Information supplied –

____

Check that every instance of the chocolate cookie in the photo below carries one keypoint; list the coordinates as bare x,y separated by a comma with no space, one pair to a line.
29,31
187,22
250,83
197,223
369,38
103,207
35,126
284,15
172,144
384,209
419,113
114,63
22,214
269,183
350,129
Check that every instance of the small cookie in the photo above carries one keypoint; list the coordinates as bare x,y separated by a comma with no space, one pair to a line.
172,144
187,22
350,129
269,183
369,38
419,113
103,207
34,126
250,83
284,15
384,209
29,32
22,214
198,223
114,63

____

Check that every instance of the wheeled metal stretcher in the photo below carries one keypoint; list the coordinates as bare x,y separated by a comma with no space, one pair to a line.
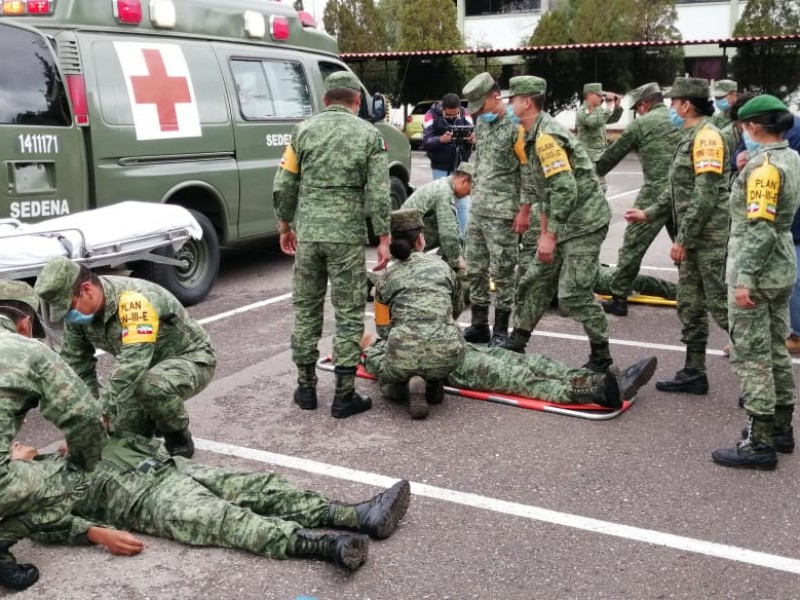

____

Brief – Which lines in the entries above contain the word "keypoint"? Pull out each of them and copy it in full.

Task response –
Check that every instance of the chocolate cookie in the photo below carries one keypoint; list the coordinates as bare x,y separated by a comma with no space, one pair to a line.
Check that every instance of the small cookie in the photo above carries one keypoint; list the coordinates as bare x,y separated by a comma with no space, one pair to a line.
Check that every instance of the wheeled metal stretcher in the photo below carries one keypoint; list the coordinates as bare x,y separated by a comma with no space, one pair to a line.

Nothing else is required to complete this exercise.